TEXTO PROPORCIONADO:
"Un diagnóstico de fondo de las causas del narcotráfico, quizá concluiría proponiendo un
Cambio que, de tan radical, equivaldría a una revolución"
Lorenzo Meyer
Una poda Violenta pero que no Afecta Tronco ni raíces. Desde diciembre de 2006, la política más importante del gobierno de Felipe Calderón ha sido el combate a las organizaciones de narcotraficantes con el uso de las fuerzas armadas. Calderón ha concentrado la energía del gobierno en localizar, eliminar, arrestar o deportar a ciertos jefes de los cárteles, enfrentar a sicarios cuando la ocasión se presenta, interceptar cargamentos de drogas y destruir plantíos y laboratorios.
Sin embargo, esta diligencia en el combate a las manifestaciones más violentas del narcotráfico -la poda de ramas de un árbol muy frondoso- no ha sido acompañado de otra política aún más importante: el diagnóstico cabal del mal y el ataque a sus razones últimas. Hace ya un siglo que se declaró internacionalmente ilegal la producción, el comercio y el consumo de las primeras drogas -opio y derivados- pero la actividad persiste. Y es que las raíces del mal siguen vivas porque ni siquiera se ha hecho un diagnóstico internacionalmente aceptado y que sirva como base teórica de la acción común para identificarlas y extirparlas.

TAREA INDICADA 1: Transcribe sin cambios el fragmento del texto sobre el narcotráfico que va desde "Lorenzo Meyer" hasta "plantíos y laboratorios.", ambos incluidos.
El texto y los registros no guardan relación entre sí.

DATOS DE ENTRADA:
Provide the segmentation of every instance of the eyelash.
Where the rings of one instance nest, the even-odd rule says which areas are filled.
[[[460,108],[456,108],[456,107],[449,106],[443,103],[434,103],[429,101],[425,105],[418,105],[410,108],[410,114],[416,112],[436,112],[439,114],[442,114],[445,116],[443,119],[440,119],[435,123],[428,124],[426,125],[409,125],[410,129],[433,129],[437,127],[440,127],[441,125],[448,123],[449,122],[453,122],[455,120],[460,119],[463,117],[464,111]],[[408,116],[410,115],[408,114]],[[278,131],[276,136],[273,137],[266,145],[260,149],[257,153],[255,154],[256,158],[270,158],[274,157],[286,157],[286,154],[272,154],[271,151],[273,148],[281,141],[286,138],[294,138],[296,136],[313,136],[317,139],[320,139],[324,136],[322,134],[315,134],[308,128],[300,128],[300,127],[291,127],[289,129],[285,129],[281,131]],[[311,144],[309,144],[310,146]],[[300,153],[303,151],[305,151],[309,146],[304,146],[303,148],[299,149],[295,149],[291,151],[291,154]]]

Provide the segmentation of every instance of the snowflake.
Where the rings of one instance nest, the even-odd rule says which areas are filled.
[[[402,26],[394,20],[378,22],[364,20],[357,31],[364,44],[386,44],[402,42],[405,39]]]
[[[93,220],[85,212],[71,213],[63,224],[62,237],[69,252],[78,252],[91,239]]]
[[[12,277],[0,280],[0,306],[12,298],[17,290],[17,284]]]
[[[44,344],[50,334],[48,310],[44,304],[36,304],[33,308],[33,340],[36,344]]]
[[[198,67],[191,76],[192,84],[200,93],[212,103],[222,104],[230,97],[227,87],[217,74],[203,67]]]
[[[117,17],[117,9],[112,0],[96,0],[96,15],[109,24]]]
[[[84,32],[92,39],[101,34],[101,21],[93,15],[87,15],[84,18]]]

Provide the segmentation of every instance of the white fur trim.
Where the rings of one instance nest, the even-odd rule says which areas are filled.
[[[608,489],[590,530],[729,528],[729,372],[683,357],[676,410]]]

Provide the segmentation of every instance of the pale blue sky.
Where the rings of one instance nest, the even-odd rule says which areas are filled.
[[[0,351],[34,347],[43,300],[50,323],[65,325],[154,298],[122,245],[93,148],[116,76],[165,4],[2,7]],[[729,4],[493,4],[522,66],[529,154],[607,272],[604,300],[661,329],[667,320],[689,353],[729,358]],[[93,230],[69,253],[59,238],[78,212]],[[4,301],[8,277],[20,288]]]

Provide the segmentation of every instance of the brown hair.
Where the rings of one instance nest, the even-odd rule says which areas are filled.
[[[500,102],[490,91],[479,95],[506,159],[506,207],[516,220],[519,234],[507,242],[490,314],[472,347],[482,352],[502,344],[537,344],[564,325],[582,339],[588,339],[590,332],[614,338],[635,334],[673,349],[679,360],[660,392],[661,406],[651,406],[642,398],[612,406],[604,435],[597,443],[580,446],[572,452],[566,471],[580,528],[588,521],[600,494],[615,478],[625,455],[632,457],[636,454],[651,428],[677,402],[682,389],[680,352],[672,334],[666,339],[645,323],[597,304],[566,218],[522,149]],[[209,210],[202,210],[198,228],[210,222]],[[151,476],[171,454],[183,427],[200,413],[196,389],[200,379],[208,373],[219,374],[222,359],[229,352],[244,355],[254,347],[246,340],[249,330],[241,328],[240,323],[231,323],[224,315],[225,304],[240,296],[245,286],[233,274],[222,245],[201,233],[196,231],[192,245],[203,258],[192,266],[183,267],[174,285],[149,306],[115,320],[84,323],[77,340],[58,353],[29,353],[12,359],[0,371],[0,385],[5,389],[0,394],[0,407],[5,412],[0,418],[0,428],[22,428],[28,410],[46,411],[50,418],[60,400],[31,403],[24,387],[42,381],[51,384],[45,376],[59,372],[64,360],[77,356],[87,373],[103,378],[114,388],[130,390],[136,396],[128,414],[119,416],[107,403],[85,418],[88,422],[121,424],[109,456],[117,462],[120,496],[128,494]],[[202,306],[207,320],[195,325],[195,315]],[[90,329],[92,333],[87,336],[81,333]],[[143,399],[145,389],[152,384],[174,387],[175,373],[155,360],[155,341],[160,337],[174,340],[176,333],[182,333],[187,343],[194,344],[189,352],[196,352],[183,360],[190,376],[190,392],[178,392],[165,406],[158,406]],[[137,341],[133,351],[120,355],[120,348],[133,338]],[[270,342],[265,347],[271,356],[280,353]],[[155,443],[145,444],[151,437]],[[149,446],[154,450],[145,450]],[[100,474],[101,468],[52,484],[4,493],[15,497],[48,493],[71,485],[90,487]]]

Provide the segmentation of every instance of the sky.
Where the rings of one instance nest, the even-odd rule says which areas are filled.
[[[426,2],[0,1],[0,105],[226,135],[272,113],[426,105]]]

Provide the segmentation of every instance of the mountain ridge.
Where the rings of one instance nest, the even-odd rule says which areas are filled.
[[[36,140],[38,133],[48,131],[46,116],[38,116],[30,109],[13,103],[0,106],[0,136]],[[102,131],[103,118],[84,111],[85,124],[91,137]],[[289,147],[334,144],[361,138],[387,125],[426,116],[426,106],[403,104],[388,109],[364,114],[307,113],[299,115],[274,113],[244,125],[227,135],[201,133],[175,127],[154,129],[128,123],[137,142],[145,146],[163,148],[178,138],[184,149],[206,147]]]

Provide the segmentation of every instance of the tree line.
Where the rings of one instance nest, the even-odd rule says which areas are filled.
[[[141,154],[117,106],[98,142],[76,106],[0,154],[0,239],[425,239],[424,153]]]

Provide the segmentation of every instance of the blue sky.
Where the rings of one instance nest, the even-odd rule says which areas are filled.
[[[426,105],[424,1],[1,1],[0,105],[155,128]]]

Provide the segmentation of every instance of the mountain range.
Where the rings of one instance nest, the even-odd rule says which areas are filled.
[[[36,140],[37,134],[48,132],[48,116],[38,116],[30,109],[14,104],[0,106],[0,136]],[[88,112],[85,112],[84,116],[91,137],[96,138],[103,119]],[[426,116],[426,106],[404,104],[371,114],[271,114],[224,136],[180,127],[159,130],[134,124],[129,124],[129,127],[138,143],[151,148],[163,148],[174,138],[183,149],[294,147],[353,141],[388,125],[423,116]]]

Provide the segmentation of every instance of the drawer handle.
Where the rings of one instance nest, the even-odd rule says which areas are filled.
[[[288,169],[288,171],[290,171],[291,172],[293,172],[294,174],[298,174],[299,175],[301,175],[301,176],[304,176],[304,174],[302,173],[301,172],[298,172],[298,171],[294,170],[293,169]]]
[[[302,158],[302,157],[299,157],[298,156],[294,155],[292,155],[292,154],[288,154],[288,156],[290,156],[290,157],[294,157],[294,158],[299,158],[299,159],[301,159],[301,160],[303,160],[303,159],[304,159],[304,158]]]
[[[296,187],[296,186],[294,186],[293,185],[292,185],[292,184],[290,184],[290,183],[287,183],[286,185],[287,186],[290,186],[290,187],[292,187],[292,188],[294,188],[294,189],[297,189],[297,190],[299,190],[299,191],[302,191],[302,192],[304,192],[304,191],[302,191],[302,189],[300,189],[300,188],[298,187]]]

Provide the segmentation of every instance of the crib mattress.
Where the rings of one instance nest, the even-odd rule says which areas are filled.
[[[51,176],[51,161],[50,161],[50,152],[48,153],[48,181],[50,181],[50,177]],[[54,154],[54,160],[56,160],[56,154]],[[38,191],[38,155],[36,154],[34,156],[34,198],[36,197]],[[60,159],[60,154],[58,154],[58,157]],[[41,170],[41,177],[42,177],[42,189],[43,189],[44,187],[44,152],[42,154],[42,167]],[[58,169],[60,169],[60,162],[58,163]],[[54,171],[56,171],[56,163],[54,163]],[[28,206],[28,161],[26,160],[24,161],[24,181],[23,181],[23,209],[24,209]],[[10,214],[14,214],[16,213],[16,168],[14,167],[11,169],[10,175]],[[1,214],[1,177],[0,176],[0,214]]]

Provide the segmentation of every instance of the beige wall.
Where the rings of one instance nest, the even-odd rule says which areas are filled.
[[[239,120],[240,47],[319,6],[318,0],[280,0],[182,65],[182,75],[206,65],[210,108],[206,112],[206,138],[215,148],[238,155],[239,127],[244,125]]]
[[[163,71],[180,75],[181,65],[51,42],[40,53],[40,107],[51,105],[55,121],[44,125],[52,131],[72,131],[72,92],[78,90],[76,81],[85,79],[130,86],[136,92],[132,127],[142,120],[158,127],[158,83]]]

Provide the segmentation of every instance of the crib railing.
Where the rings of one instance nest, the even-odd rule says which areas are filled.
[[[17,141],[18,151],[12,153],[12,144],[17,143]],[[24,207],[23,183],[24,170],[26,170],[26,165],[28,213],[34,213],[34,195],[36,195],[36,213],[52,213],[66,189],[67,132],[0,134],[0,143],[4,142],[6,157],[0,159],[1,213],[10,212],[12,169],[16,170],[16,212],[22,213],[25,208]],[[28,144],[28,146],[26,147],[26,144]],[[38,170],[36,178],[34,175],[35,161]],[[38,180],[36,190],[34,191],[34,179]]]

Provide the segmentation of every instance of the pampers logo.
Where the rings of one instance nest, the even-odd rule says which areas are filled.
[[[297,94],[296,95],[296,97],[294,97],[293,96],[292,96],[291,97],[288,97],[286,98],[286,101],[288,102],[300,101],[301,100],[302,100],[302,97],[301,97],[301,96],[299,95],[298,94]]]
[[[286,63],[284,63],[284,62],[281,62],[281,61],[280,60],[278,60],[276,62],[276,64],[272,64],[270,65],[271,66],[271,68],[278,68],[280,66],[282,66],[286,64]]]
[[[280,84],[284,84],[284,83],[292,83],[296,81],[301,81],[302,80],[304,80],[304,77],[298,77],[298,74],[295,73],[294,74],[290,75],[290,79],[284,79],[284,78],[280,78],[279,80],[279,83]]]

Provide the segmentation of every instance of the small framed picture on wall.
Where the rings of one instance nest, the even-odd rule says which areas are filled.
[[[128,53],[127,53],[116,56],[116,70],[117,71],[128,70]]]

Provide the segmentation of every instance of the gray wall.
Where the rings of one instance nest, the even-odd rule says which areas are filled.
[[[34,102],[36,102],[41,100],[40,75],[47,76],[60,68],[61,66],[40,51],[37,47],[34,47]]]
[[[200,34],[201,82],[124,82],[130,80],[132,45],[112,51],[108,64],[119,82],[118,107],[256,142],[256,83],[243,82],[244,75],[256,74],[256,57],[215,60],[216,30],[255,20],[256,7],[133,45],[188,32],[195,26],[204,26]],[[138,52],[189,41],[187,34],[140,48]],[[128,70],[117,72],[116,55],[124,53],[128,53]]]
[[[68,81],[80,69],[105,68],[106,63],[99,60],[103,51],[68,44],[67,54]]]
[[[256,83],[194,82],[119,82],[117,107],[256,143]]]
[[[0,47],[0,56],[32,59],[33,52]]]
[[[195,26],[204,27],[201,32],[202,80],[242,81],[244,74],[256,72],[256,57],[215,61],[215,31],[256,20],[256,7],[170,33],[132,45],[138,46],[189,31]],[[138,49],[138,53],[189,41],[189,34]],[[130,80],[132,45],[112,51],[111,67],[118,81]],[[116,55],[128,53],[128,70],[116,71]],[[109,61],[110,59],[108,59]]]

TAREA INDICADA 2: Pasa a una lista numerada, sin líneas en blanco, las líneas de los registros desde la que contiene "Provide the segmentation of every instance of the sky." hasta la que contiene "[[[426,2],[0,1],[0,105],[226,135],[272,113],[426,105]]]", ambas incluidas.

RESULTADO CORRECTO 1:
Lorenzo Meyer
Una poda Violenta pero que no Afecta Tronco ni raíces. Desde diciembre de 2006, la política más importante del gobierno de Felipe Calderón ha sido el combate a las organizaciones de narcotraficantes con el uso de las fuerzas armadas. Calderón ha concentrado la energía del gobierno en localizar, eliminar, arrestar o deportar a ciertos jefes de los cárteles, enfrentar a sicarios cuando la ocasión se presenta, interceptar cargamentos de drogas y destruir plantíos y laboratorios.

RESULTADO CORRECTO 2:
1. Provide the segmentation of every instance of the sky.
2. Where the rings of one instance nest, the even-odd rule says which areas are filled.
3. [[[426,2],[0,1],[0,105],[226,135],[272,113],[426,105]]]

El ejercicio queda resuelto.